## TEXTO DE ORIGEN
________________________

El Califato proclamado en el verano de 2014 por el grupo terrorista Estado Islámico ha llegado a su fin. Durante más de cuatro años de guerra, ciudades enteras han sido destruidas y un gran número de civiles ha desaparecido. En Al Raqa, anteriormente considerada como la “capital” de la organización yihadista, los equipos de rescate siguen extrayendo cuerpos de las ruinas que se extienden hasta donde alcanza la vista.
Seis cuerpos están alineados sobre el suelo y bajo el sol abrasador. Una gorra blanca y malva, un par de gafas y una máscara quirúrgica ocultan el rostro de Mahmoud Hassan, de 60 años. A través de un gesto con la mano, Mahmoud se dirige a su asistente para pedirle que abra la bolsa para cadáveres que yace a sus pies. El dolor en las articulaciones no le permite hacerlo él mismo. Al abrir la cremallera se escapa un olor espantoso. “Son los últimos restos que hemos exhumado: un montón de huesos, líquidos y gas que están a punto de descomponerse. Es imposible identificarlos”, concluye el médico.
En las ruinas de Al Raqa, la que fuera proclamada capital del Estado Islámico, las autoridades han descubierto recientemente varias fosas comunes con varios miles de cadáveres, que se suman a otros muchos que hay que extraer de entre los escombros de los edificios bombardeados por la coalición internacional. Los pocos esqueletos que aún pueden identificarse —gracias a una joya, a un carné de identidad o a alguna particularidad física— son entregados a sus familiares.

________________________

## ENUNCIADO DE LA TAREA
En el texto sobre Al Raqa, ¿por qué Mahmoud Hassan le pide a su asistente que abra la bolsa para cadáveres? Explícalo en una a tres oraciones. Utiliza únicamente el texto sobre Al Raqa.

Registros de origen

________________________

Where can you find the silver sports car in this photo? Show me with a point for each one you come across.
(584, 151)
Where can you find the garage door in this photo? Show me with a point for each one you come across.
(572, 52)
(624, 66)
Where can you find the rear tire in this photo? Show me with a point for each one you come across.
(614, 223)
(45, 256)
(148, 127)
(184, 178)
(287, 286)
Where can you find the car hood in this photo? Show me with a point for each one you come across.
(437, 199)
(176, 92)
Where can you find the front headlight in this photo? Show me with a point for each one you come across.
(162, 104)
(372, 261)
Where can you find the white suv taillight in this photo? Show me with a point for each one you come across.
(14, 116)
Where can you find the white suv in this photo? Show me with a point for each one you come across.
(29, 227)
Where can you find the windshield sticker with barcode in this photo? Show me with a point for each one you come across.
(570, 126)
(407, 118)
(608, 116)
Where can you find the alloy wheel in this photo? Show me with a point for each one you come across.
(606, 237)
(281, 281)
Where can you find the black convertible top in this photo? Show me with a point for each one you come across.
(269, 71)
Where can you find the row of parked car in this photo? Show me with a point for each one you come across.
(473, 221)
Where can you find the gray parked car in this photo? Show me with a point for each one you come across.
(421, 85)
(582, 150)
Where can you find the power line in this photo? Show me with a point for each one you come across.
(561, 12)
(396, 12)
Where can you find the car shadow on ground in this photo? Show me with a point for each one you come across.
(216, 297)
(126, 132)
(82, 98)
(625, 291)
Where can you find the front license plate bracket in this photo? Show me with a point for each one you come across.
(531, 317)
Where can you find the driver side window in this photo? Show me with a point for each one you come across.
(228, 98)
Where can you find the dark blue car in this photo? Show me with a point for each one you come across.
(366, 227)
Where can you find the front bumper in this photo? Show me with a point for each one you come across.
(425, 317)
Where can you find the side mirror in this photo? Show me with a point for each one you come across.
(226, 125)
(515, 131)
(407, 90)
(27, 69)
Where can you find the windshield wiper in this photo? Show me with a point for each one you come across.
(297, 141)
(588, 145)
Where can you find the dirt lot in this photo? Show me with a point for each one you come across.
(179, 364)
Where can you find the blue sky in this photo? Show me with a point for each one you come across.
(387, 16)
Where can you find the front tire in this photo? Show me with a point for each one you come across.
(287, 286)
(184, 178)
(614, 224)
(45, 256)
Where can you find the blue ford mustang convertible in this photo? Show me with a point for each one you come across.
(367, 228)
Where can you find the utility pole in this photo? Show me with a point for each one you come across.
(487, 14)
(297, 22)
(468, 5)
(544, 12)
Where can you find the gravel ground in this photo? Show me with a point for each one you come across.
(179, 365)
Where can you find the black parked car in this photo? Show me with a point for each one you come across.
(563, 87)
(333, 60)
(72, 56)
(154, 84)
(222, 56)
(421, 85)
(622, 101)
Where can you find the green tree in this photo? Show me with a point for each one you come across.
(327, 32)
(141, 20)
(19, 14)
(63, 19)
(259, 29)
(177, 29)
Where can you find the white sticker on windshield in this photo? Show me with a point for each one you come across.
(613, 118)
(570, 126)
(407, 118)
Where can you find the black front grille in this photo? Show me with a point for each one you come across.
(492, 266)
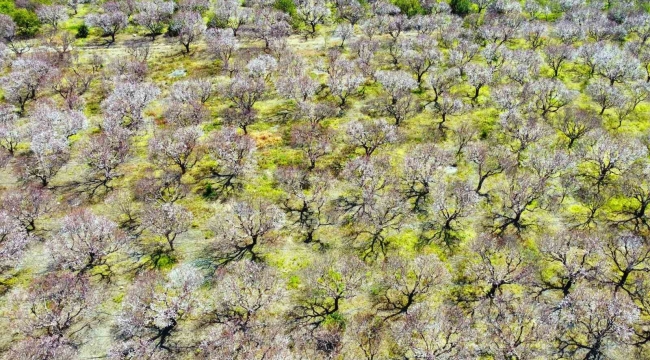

________________________

## SOLUCIÓN
Mahmoud Hassan le pide a su asistente que abra la bolsa porque el dolor en las articulaciones no le permite hacerlo él mismo.